Given problem: Copy out all the rows below, substituting "contour" for each occurrence of "outline" and keeping every other character unchanged.

Excerpted records:
----

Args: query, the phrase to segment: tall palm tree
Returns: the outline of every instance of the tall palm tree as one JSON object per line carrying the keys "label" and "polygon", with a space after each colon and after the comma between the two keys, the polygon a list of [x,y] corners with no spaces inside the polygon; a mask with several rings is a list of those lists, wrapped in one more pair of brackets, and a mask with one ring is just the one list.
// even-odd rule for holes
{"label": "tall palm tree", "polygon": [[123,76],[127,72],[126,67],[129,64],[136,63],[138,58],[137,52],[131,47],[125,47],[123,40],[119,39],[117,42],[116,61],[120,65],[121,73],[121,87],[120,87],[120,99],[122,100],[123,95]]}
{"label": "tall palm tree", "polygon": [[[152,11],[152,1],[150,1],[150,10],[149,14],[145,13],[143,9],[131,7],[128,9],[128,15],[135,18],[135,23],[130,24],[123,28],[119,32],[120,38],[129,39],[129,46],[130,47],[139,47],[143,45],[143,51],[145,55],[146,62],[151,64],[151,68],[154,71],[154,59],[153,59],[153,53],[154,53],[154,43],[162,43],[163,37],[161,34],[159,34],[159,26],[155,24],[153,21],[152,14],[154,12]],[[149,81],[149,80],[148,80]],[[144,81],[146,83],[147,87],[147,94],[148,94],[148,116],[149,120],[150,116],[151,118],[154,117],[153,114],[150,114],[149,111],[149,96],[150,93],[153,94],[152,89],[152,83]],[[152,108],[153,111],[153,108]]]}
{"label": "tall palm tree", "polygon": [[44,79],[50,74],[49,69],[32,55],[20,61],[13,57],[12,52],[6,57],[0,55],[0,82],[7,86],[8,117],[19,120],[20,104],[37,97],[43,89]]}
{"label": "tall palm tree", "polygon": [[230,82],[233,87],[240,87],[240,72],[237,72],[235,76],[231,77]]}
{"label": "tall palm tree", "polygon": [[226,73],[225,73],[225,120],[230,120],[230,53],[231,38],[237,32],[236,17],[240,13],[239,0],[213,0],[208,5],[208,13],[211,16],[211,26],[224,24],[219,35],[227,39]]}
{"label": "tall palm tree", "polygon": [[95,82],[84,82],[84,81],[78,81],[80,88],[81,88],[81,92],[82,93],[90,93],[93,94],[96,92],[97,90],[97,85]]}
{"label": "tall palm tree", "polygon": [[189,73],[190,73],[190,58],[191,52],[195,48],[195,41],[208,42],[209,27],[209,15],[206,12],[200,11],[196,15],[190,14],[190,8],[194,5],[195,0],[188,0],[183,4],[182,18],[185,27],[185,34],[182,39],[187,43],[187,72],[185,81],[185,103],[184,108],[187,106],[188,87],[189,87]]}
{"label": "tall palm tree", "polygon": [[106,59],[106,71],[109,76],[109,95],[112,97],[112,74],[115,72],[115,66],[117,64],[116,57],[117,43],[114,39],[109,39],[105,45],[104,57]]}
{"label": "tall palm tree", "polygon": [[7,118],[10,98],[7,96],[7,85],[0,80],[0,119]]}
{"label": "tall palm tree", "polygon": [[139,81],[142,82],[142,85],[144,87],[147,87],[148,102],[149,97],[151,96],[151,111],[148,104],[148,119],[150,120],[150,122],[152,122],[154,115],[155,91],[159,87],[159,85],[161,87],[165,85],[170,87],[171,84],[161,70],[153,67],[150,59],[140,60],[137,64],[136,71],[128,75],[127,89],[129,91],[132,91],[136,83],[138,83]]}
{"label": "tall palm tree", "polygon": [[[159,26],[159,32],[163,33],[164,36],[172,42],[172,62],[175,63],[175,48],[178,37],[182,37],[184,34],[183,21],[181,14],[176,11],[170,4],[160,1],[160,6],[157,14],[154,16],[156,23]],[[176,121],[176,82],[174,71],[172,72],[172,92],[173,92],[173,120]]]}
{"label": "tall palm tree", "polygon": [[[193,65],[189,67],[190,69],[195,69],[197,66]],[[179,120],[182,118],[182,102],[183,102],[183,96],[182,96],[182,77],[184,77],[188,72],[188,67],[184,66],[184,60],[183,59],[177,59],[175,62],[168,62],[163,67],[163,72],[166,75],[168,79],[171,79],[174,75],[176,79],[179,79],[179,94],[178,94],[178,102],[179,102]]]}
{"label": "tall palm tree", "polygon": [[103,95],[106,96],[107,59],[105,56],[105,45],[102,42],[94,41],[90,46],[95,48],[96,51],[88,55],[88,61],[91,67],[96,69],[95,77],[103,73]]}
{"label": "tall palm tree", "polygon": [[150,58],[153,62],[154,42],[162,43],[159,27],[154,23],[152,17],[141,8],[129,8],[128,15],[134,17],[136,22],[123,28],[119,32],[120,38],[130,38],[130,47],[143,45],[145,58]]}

----

Exercise result:
Args: query, the phrase to segment: tall palm tree
Returns: the contour of every instance of the tall palm tree as one JSON object per line carrying the keys "label" and "polygon", with a space after each colon and after the comma between the two keys, the polygon a list of [x,y] corners with no spaces inside the polygon; a mask with several rings is a list of those lists, wrapped in one more pair of brackets, and a mask with one ring is just the one list.
// even-odd rule for holes
{"label": "tall palm tree", "polygon": [[123,76],[127,72],[126,67],[129,64],[136,63],[138,58],[137,52],[131,47],[125,47],[123,40],[119,39],[117,42],[116,61],[120,65],[121,73],[121,87],[120,87],[120,99],[122,100],[123,95]]}
{"label": "tall palm tree", "polygon": [[[152,11],[152,1],[150,1],[150,10],[149,14],[145,13],[143,9],[131,7],[128,9],[128,15],[135,18],[135,23],[130,24],[123,28],[119,32],[120,38],[129,39],[129,46],[130,47],[139,47],[143,45],[143,51],[145,55],[146,62],[151,64],[151,68],[154,71],[154,59],[153,59],[153,53],[154,53],[154,43],[162,43],[163,37],[161,34],[159,34],[159,26],[155,24],[153,21],[152,14],[154,12]],[[149,81],[149,80],[148,80]],[[144,81],[146,83],[147,87],[147,94],[148,94],[148,116],[149,120],[150,116],[151,118],[154,117],[153,114],[150,114],[149,111],[149,96],[150,93],[153,94],[152,89],[152,83]],[[152,108],[153,111],[153,108]]]}
{"label": "tall palm tree", "polygon": [[44,79],[50,74],[49,69],[32,55],[20,61],[13,57],[12,52],[6,57],[0,55],[0,82],[7,86],[8,117],[19,120],[20,104],[37,97],[43,89]]}
{"label": "tall palm tree", "polygon": [[230,82],[233,87],[240,87],[240,72],[237,72],[235,76],[231,77]]}
{"label": "tall palm tree", "polygon": [[226,73],[225,73],[225,120],[230,120],[230,53],[231,38],[237,32],[236,17],[240,13],[239,0],[213,0],[208,5],[208,13],[211,16],[211,26],[224,24],[219,35],[227,39]]}
{"label": "tall palm tree", "polygon": [[95,82],[84,82],[84,81],[78,81],[80,88],[81,88],[81,92],[82,93],[90,93],[93,94],[96,92],[97,90],[97,85]]}
{"label": "tall palm tree", "polygon": [[189,73],[190,73],[190,58],[191,52],[195,48],[195,41],[208,42],[209,27],[209,15],[206,12],[200,11],[196,15],[190,14],[190,8],[194,5],[195,0],[188,0],[183,4],[182,18],[185,27],[185,34],[182,39],[187,43],[187,72],[185,81],[185,103],[184,108],[187,106],[188,87],[189,87]]}
{"label": "tall palm tree", "polygon": [[106,59],[106,71],[109,76],[109,95],[112,97],[112,74],[115,72],[115,66],[117,64],[116,57],[117,43],[114,39],[109,39],[105,45],[104,57]]}
{"label": "tall palm tree", "polygon": [[7,118],[10,98],[7,96],[7,85],[0,80],[0,119]]}
{"label": "tall palm tree", "polygon": [[139,81],[142,82],[142,85],[144,87],[147,87],[148,102],[149,97],[151,96],[151,111],[148,104],[148,119],[150,120],[150,122],[152,122],[154,115],[155,91],[159,87],[159,85],[161,87],[165,85],[170,87],[171,84],[161,70],[153,67],[150,59],[140,60],[137,64],[136,71],[128,75],[127,89],[129,91],[132,91],[136,83],[138,83]]}
{"label": "tall palm tree", "polygon": [[[159,26],[159,32],[163,33],[164,36],[172,42],[172,62],[175,63],[175,48],[178,37],[182,37],[184,34],[183,21],[181,14],[176,11],[170,4],[160,1],[160,6],[157,14],[154,16],[156,23]],[[176,121],[176,82],[174,71],[172,72],[172,92],[173,92],[173,120]]]}
{"label": "tall palm tree", "polygon": [[[193,65],[189,67],[190,69],[195,69],[197,66]],[[179,120],[182,118],[182,102],[183,102],[183,96],[182,96],[182,77],[184,77],[188,72],[188,67],[184,66],[184,60],[183,59],[177,59],[175,62],[168,62],[163,67],[163,72],[166,75],[168,79],[171,79],[174,75],[176,79],[179,79],[179,94],[178,94],[178,102],[179,102]]]}
{"label": "tall palm tree", "polygon": [[103,95],[106,96],[107,59],[105,56],[105,45],[102,42],[94,41],[90,46],[95,48],[96,51],[88,55],[88,61],[91,67],[96,69],[95,77],[103,73]]}
{"label": "tall palm tree", "polygon": [[150,58],[153,62],[154,42],[162,43],[159,27],[154,23],[152,17],[141,8],[129,8],[128,15],[134,17],[136,22],[123,28],[119,32],[120,38],[130,38],[130,47],[143,45],[145,58]]}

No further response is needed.